+++ Records shown

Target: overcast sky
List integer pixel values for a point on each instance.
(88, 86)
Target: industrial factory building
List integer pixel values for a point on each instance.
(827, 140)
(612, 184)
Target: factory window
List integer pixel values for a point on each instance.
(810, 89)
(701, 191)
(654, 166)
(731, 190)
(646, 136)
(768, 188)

++++++

▶ _Task prompt_:
Transcribe all of the records above, matching every line character for character.

▶ _Problem solution_:
Target: overcast sky
List integer pixel values for a point on each instance.
(88, 86)
Target: industrial factory building
List integer pixel values for a point on each instance.
(827, 140)
(612, 184)
Target: factory window
List integer pixel values for a point on each instance.
(810, 89)
(701, 191)
(654, 166)
(731, 190)
(646, 136)
(768, 188)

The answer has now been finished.